_Sağlanan metin_

Sosyal medya sağ olsun bana geçen gün bir fotoğrafımı hatırlattı, yedi yıl öncesi diye ve ben fotoğrafa baktıkça içime yayılan huzursuzluğu hissettim. Fotoğrafta içine yerleşmeye çalıştığım ileri seviye bir asanaydı, o fotoğraf çekildiğinde üç yıldır kendi çapımda yoga yapıyordum, temel yoga hocalık eğitimim tamamlayalı da yaklaşık yedi ay olmuştu.

Haftanın iki günü derse gidiyorum, sınıfta asana pratiklerini hep başlangıç seviyesi, kolay akışlar olarak yapıyorum, diğer zamanlarda fırsatım oldukça kendim pratiğimi yapmaya çalışıyorum ve sanıyorum ki ben yoga hocasıyım. Aslında düzenli pratik yapmaktan çok zor asanaları yapabilmek için çalışıyordum da diyebilirim. Ben zannediyordum ki herkesin yaptığı tüm pozları benim yapamıyor olmam benim eksikliğim ve kendimi zorlarsam eğer ben de yapmayı başarabilirim.

Ne demekti herkes rahatça her poza yerleşirken, benim o pozu yapamamam, o sıralar bendeki kafa tam olarak buydu. Şimdi bunları yazarken, o zamanlarda kendime gösterdiğim şiddete ve hoşgörüsüzlüğe gerçekten çok üzülüyorum. Nasıl olduysa bir şekilde kendime zarar vermekten korunmuşum çünkü ben kendime bildiğiniz eziyet ediyormuşum. Fotoğraftaki lotus (padmasana) pozuydu ve poz için çok çaba sarf ettiğimi söyleyebilirim şimdi durduğum yerden o fotoğrafa baktığımda yüzümdeki rahatsız ifade bana her şeyi açıkça anlatıyor. Sadece fotoğraf çekildiği süre için bir dakika ya da bilemediniz iki dakika o pozun içinde kalabildiğimi hatırlıyorum ama sanki saatlerce öyle oturabiliyormuşum gibi fotoğraf çekmişim, ne kadar sahte bir davranış.

_Verilen bilgiler_
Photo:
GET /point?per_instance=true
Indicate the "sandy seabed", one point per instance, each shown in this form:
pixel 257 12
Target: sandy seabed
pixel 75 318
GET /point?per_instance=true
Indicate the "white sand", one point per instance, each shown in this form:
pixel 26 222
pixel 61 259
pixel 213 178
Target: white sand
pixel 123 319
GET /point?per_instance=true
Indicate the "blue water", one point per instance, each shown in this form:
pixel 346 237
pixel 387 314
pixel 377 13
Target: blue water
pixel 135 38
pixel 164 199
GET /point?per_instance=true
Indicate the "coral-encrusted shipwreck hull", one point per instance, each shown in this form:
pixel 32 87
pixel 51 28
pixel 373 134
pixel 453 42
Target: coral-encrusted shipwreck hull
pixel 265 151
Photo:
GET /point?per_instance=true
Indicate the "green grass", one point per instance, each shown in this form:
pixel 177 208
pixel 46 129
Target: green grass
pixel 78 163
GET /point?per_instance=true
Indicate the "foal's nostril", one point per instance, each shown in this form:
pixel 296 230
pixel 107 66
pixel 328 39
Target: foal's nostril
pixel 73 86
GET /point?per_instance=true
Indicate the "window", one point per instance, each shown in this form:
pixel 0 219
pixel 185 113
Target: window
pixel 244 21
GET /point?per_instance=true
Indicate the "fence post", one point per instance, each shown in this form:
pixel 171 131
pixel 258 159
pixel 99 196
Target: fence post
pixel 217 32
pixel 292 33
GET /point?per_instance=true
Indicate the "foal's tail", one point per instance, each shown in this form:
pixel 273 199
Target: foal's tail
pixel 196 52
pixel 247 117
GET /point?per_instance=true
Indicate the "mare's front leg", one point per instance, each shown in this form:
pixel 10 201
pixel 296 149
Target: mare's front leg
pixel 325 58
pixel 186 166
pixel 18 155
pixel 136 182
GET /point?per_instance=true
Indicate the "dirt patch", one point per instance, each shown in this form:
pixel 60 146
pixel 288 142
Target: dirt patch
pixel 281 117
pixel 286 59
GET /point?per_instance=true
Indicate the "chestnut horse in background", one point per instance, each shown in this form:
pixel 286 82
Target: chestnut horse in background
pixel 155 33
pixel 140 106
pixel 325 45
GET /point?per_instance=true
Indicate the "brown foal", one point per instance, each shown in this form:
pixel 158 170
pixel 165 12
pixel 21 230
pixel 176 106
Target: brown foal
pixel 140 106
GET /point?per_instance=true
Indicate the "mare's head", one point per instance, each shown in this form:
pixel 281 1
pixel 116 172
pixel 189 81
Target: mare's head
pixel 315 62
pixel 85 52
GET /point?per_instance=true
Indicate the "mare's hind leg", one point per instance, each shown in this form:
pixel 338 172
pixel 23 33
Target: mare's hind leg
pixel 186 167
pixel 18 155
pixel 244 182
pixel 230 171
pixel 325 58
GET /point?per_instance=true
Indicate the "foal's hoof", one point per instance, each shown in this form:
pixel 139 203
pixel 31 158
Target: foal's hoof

_Görev maddesi A_
Yoga üzerine olan metindeki şu cümleyi İngilizceye çevirin: "Şimdi bunları yazarken, o zamanlarda kendime gösterdiğim şiddete ve hoşgörüsüzlüğe gerçekten çok üzülüyorum."
_Görev maddesi B_
Yoga üzerine olan metinde sayıyla verilen bütün zaman ifadelerini sıralayın.
_Görev maddesi C_
Yoga üzerine olan metni, son cümlesinden sonra yazarın anlatımını izleyerek genişletin.

_Yanıt alanı A_
Now, as I write these, I feel truly sorry for the violence and intolerance I showed myself back then.

_Yanıt alanı B_
yedi yıl öncesi
üç yıldır
yaklaşık yedi ay
haftanın iki günü
bir dakika
iki dakika

_Yanıt alanı C_
Bir fotoğraf bana başladığım ve geldiğim yer arasındaki büyük farkı çok güzel özetledi. Ve şimdi diyorum ki hoca olmak bu demek değil, hoca olmak en zor, en havalı pozu yapabiliyor olmak değil, hoca olmak demek yapabildiğine rıza göstermek ve kesintisiz pratiğe disiplinle devam edebilmeyi başarmakmış. Tabi ki bu bakış açısına sahip olmak ve yapabildiği kadarı ile kalmaya razı olabilmeyi başarmak o kadar çabuk gerçekleşmedi. Yoga yolunda temel hocalık eğitiminden sonra aldığım diğer eğitimler yavaş yavaş gerçekten yoga nedir, ne değildir bana öğretirken, ben yoga terapiyle başlayan süreçte yoganın anlatmak istediğini anlamaya başladım da diyebilirim.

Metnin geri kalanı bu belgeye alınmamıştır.